# WHAT IS BEING ASKED:
Your task is to transcribe the records exactly, skipping every image.

# LISTING:
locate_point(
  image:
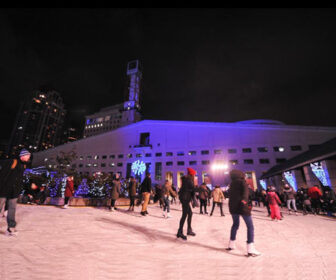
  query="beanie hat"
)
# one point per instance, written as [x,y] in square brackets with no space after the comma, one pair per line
[191,171]
[24,152]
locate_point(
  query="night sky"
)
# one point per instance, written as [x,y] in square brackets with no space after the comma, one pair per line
[201,65]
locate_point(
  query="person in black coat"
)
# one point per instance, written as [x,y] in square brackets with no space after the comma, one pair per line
[11,177]
[239,206]
[186,195]
[146,189]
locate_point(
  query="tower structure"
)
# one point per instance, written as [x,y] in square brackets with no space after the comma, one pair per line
[39,122]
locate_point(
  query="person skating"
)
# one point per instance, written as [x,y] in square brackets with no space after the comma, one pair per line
[11,176]
[69,191]
[290,197]
[186,195]
[274,201]
[238,206]
[115,191]
[218,198]
[166,192]
[203,197]
[132,192]
[146,189]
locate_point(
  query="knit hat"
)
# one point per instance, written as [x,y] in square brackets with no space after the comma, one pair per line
[191,171]
[24,152]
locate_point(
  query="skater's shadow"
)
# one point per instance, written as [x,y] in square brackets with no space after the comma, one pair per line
[154,234]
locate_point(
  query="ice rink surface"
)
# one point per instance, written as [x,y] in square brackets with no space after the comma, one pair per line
[93,243]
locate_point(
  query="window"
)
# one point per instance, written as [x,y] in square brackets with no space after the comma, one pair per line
[158,171]
[144,139]
[264,161]
[278,149]
[280,160]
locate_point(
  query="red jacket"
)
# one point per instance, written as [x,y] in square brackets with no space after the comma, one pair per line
[69,189]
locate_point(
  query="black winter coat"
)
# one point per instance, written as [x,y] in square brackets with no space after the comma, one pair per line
[11,179]
[238,192]
[146,185]
[187,190]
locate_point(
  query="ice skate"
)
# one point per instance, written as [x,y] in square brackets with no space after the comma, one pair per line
[231,246]
[252,251]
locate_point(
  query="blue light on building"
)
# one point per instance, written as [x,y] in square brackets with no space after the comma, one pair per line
[321,173]
[290,177]
[138,167]
[263,184]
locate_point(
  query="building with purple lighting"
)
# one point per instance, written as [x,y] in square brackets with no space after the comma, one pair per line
[167,148]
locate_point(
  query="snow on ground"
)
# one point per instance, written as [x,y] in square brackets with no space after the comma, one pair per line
[93,243]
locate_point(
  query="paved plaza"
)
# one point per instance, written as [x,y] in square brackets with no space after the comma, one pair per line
[93,243]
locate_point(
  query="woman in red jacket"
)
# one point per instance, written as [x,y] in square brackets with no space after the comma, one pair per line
[69,191]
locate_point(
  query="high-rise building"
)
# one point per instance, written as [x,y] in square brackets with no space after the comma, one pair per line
[119,115]
[39,123]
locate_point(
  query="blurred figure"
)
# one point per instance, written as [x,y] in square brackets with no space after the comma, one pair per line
[290,197]
[203,197]
[218,198]
[274,201]
[238,206]
[69,191]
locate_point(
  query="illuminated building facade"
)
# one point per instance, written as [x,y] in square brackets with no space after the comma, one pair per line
[39,123]
[167,148]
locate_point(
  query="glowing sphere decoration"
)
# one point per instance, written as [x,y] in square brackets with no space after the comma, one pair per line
[138,167]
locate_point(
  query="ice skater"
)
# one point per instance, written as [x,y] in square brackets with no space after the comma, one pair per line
[11,176]
[186,195]
[238,206]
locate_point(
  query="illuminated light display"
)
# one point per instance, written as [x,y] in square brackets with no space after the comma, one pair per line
[138,167]
[219,166]
[321,173]
[290,177]
[263,184]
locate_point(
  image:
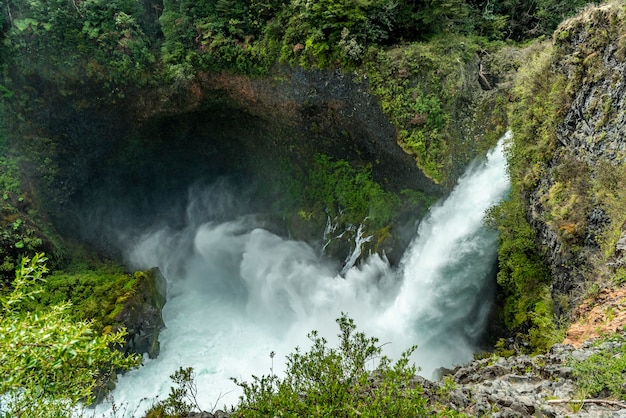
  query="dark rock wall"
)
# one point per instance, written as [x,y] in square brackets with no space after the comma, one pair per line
[569,208]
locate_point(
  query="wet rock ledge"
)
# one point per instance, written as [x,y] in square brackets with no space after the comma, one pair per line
[524,386]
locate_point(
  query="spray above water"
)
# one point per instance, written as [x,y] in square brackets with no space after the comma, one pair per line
[237,292]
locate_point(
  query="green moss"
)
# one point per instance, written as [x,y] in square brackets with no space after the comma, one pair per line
[417,85]
[603,371]
[96,290]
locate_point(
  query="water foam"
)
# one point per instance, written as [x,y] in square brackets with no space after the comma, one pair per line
[237,292]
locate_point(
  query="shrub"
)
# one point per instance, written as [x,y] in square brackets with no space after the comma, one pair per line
[50,362]
[337,382]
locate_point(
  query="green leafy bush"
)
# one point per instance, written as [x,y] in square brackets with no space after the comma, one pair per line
[49,361]
[354,379]
[350,193]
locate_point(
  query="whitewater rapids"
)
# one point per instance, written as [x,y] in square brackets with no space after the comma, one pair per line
[237,292]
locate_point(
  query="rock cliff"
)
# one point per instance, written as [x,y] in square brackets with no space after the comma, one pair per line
[574,183]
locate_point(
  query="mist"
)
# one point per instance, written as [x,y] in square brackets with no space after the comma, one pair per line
[237,292]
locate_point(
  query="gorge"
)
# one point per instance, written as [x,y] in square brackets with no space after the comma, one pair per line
[238,292]
[281,164]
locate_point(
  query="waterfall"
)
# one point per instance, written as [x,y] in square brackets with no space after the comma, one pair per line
[237,292]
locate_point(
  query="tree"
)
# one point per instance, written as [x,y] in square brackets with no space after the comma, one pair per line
[48,361]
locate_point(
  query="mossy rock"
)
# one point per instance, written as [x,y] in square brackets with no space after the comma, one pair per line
[140,312]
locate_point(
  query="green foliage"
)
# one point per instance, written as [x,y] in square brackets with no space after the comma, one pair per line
[417,86]
[49,361]
[102,39]
[97,293]
[541,100]
[182,398]
[351,193]
[337,382]
[603,371]
[524,278]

# OUTPUT FOR THIS TASK:
locate_point(
  image:
  query="beanie hat"
)
# one point per instance, written as [x,y] in square brackets with no space after the comma, one pair per line
[191,171]
[24,152]
locate_point(
  query="night sky"
)
# one point per instance, written as [x,y] in square brackets with no space after the comma, one pair per line
[201,65]
locate_point(
  query="person in black coat"
)
# one point per instance, written as [x,y] in square brackets with no space after the comma, one pair per line
[11,177]
[239,206]
[186,195]
[146,189]
locate_point(
  query="tower structure"
)
# one point per instance, written as [x,y] in square brackets with no space after the comma, one pair per line
[39,122]
locate_point(
  query="person skating"
)
# one point per instance, written as [x,y] in square brackets with no space after the comma, one pair per line
[11,176]
[69,191]
[290,197]
[186,195]
[274,201]
[238,206]
[115,191]
[218,198]
[166,192]
[203,197]
[132,192]
[146,189]
locate_point(
  query="knit hat"
)
# one point per instance, written as [x,y] in square brackets with no space after the comma, one pair per line
[191,171]
[24,152]
locate_point(
  query="skater's shadow"
)
# one point per instance, written as [x,y] in square brackets with no space after the comma, one pair per line
[154,234]
locate_point(
  query="ice rink surface"
)
# one point per instance, written as [x,y] in square brackets with no space after the comma, one pair per line
[93,243]
locate_point(
  query="window"
)
# one point per instance, written as [x,y] in square brackets with no space after the comma, one pair per line
[158,171]
[144,139]
[264,161]
[278,149]
[280,160]
locate_point(
  query="red jacket"
)
# one point per instance, written as [x,y] in square brackets with no space after the comma, one pair per line
[69,189]
locate_point(
  query="black winter coat"
)
# one point per instance, written as [x,y] in square brackets with no space after the comma, one pair per line
[11,179]
[238,192]
[146,185]
[187,190]
locate_point(
  query="ice skate"
)
# one point per instance, written as [x,y] in square brackets with no space after the comma, one pair per line
[231,246]
[252,251]
locate_point(
  query="blue light on building"
)
# one point per instance, written as [x,y] in square brackets with no space after the comma, one pair per line
[321,173]
[290,177]
[138,167]
[263,184]
locate_point(
  query="building with purple lighting"
)
# one point per instance, written as [x,y] in square brackets with no space after the comma, one pair per line
[167,148]
locate_point(
  query="snow on ground"
)
# one point per instance, written as [x,y] in square brackets with no space after the comma, one pair per line
[93,243]
locate_point(
  query="paved plaza"
)
# one point per instance, written as [x,y] in square brackets with no space after the comma, one pair per line
[93,243]
locate_point(
  query="woman in red jacket"
)
# one point per instance, written as [x,y] in square brackets with no space after the comma, one pair per line
[69,191]
locate_point(
  query="high-rise building"
)
# one point per instance, written as [x,y] in square brackets with no space after the comma, one pair per line
[119,115]
[39,123]
locate_point(
  query="blurred figure"
)
# one point per instance, written as [x,y] in square brackets with no space after the comma, one pair per line
[290,197]
[203,197]
[218,198]
[274,201]
[238,206]
[69,191]
locate_point(
  query="illuminated building facade"
)
# one point per instance, written as [x,y] in square brackets with no space after the comma, one pair per line
[39,123]
[167,148]
locate_point(
  query="glowing sphere decoration"
)
# one point per instance, written as [x,y] in square brackets with no space after the comma, one pair per line
[138,167]
locate_point(
  query="ice skater"
)
# one point per instance, written as [x,y] in square brackets with no space after the comma, one pair per line
[11,176]
[186,195]
[238,206]
locate_point(
  query="illuminated light display"
)
# one point per instance, written as [x,y] in square brackets with no space after the comma, one pair per line
[138,167]
[219,166]
[321,173]
[290,177]
[263,184]
locate_point(
  image:
  query="dark rock wall"
)
# one point per instance, written as [x,y] in square brackets with no space after the comma, one pair per line
[569,208]
locate_point(
  query="wet rock ledge"
)
# one point per instance, written as [x,y] in square brackets with no space after the comma, one pair per line
[524,386]
locate_point(
  query="spray above water"
)
# one point per instance, written as [x,y] in square brackets with no space after the comma, one pair per line
[237,292]
locate_point(
  query="green moss"
)
# one point per instance, written as [x,y] in square brackets with no space after the comma, one pair per line
[417,85]
[603,371]
[96,290]
locate_point(
  query="water foam"
)
# one point per instance, written as [x,y] in square brackets with no space after the comma, one pair per line
[237,292]
locate_point(
  query="shrub"
)
# one point per instance, written as [x,y] in square brackets with no space after the comma, one pair per line
[50,362]
[337,382]
locate_point(
  query="green leafy bush"
)
# one point per instance, written as [x,y] in square brackets with no space after the comma, one pair per line
[49,361]
[354,379]
[350,193]
locate_point(
  query="whitewater rapids"
)
# one point per instance, written as [x,y] in square brackets with no space after the comma, one pair per line
[237,292]
locate_point(
  query="rock cliff"
)
# one point per instance, written as [x,y] in square brackets with no space after the comma, one pair per line
[574,183]
locate_point(
  query="mist"
)
# one point per instance, written as [x,y] in square brackets with no space after the comma, one pair per line
[237,292]
locate_point(
  query="gorge"
)
# one point per instance, written as [x,y] in square brackets with no space after the comma, one pair per line
[238,292]
[281,164]
locate_point(
  query="waterfall"
)
# one point per instance, written as [x,y] in square brackets with no space after the comma, one pair per line
[237,292]
locate_point(
  query="tree"
)
# one point per instance, written as [x,y] in square brackets with no space after the comma, one pair per line
[48,361]
locate_point(
  query="mossy rock"
)
# one point per instance, written as [x,y] in square brackets with no space after the comma, one pair per line
[140,312]
locate_point(
  query="green foliage"
)
# one point per instance, written as [x,y] in square brackets with no space after the comma, one pair per line
[417,86]
[49,361]
[102,39]
[97,293]
[541,100]
[182,398]
[351,193]
[337,382]
[603,371]
[524,278]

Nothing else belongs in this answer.